Page excerpt ::
---------------
There’s been some buzz about the latest Quinnipiac poll numbers showing that Mayor de Blasio’s support has dropped to 44%. But does a number like that even mean anything? Much to their credit, Quinnipiac has provided a treasure trove of data, including reference points from past administrations, which allows us to take a closer look.
Much of political polling is barely scientific. One wonders who sits on their landlines to answer fifteen-minute surveys with complete strangers. Even more problematic, polling supposes people have any idea what the questions are about. I once asked a prominent pollster how we could even pretend to know what percentage of Americans “supported or opposed the ‘nuclear option’ in the Senate,” when barely anyone I knew had the faintest idea what that meant. He had no response, and admitted pollsters don’t measure for depth of knowledge.
Yet polling data sets can be useful over time. Because we can track New Yorkers’ evolving view of Bill de Blasio and city life over a period of months and years, we can suss out what direction things are moving.
Here are Janos.nyc’s 10 Fun Takeaways from the latest poll numbers:
1. New Yorkers have soured on Mayor de Blasio since he took office – but history suggests that this is ok.
De Blasio’s approval splits right now are 44% approval, 40% disapproval, 16% don’t know/didn’t answer. Compared to soon after his inauguration in 2014, when his splits were 53/13/34, that doesn’t seem great. Nor does is it encouraging that his numbers have dipped for six polls in a row over 17 months.
That said, de Blasio has made a series of bold moves. He has passed Universal Pre-K, implemented Paid Sick Leave, and launched a big, controversial affordable housing plan. He’s reduced stop & frisk, cut marijuana arrests, and walked the line on a very intense policing debate.
Mayor Bloomberg taught us that sacrificing political popularity to make big moves is worthwhile in the long run. At this point in his mayoralty, his approval rating was in the low 30s. He had passed a property tax hike, cigarette tax hike, banned smoking in bars, and wrestled mayoral control of the school system. People didn’t like the guy. But in the long run, the smoking ban proved wildly successful, the tax hikes stabilized city finances, and mayoral control is likely here to stay. By 2004 (his third year), Bloomberg’s numbers had stabilized, and he cruised to a second term in 2005.
---------------
Data extract ::

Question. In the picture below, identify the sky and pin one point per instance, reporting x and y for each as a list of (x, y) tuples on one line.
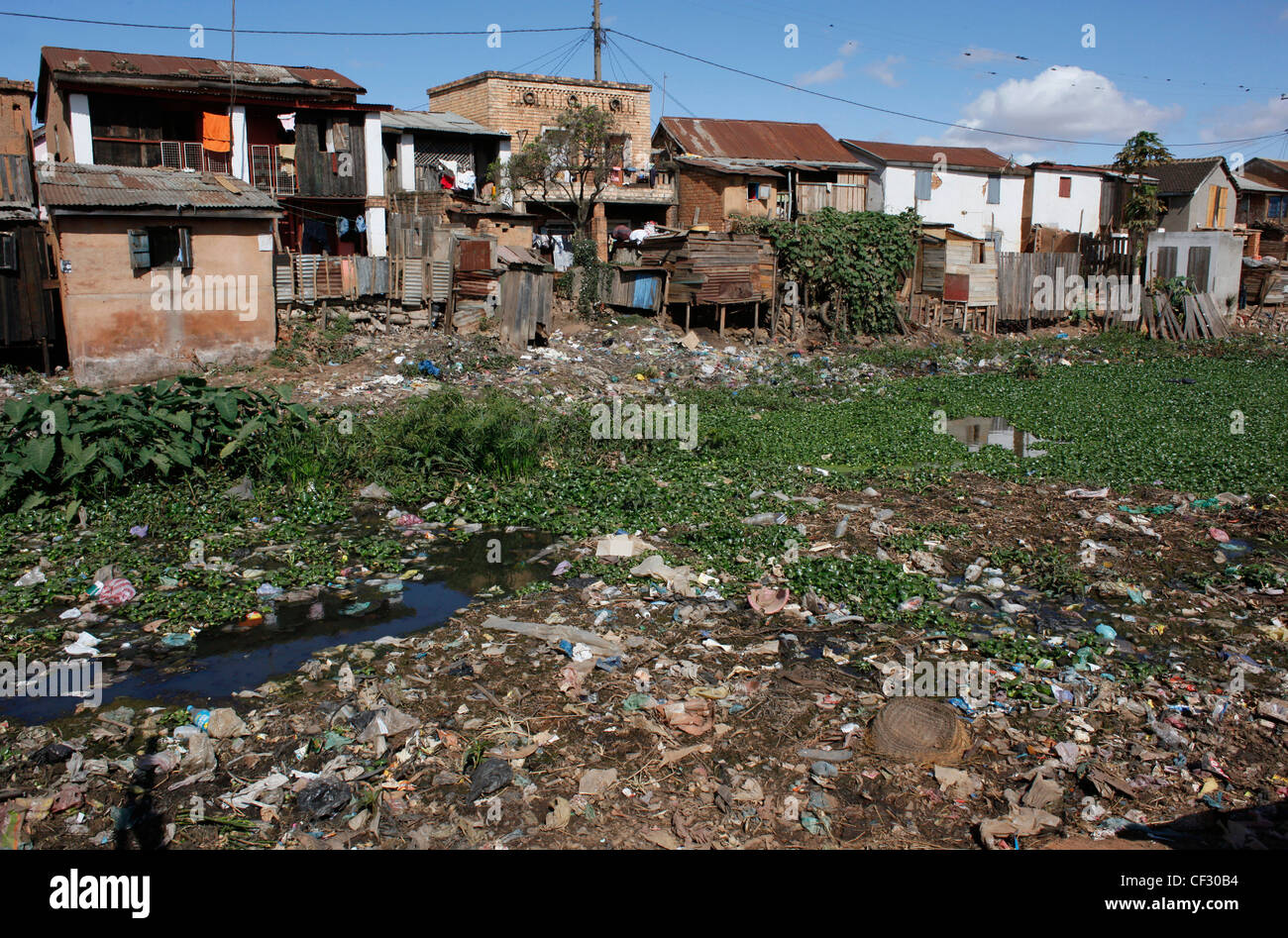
---------------
Reproduce the article on the Quinnipiac poll numbers for Mayor de Blasio word for word, from start to finish.

Problem solution ::
There’s been some buzz about the latest Quinnipiac poll numbers showing that Mayor de Blasio’s support has dropped to 44%. But does a number like that even mean anything? Much to their credit, Quinnipiac has provided a treasure trove of data, including reference points from past administrations, which allows us to take a closer look.
Much of political polling is barely scientific. One wonders who sits on their landlines to answer fifteen-minute surveys with complete strangers. Even more problematic, polling supposes people have any idea what the questions are about. I once asked a prominent pollster how we could even pretend to know what percentage of Americans “supported or opposed the ‘nuclear option’ in the Senate,” when barely anyone I knew had the faintest idea what that meant. He had no response, and admitted pollsters don’t measure for depth of knowledge.
Yet polling data sets can be useful over time. Because we can track New Yorkers’ evolving view of Bill de Blasio and city life over a period of months and years, we can suss out what direction things are moving.
Here are Janos.nyc’s 10 Fun Takeaways from the latest poll numbers:
1. New Yorkers have soured on Mayor de Blasio since he took office – but history suggests that this is ok.
De Blasio’s approval splits right now are 44% approval, 40% disapproval, 16% don’t know/didn’t answer. Compared to soon after his inauguration in 2014, when his splits were 53/13/34, that doesn’t seem great. Nor does is it encouraging that his numbers have dipped for six polls in a row over 17 months.
That said, de Blasio has made a series of bold moves. He has passed Universal Pre-K, implemented Paid Sick Leave, and launched a big, controversial affordable housing plan. He’s reduced stop & frisk, cut marijuana arrests, and walked the line on a very intense policing debate.
Mayor Bloomberg taught us that sacrificing political popularity to make big moves is worthwhile in the long run. At this point in his mayoralty, his approval rating was in the low 30s. He had passed a property tax hike, cigarette tax hike, banned smoking in bars, and wrestled mayoral control of the school system. People didn’t like the guy. But in the long run, the smoking ban proved wildly successful, the tax hikes stabilized city finances, and mayoral control is likely here to stay. By 2004 (his third year), Bloomberg’s numbers had stabilized, and he cruised to a second term in 2005.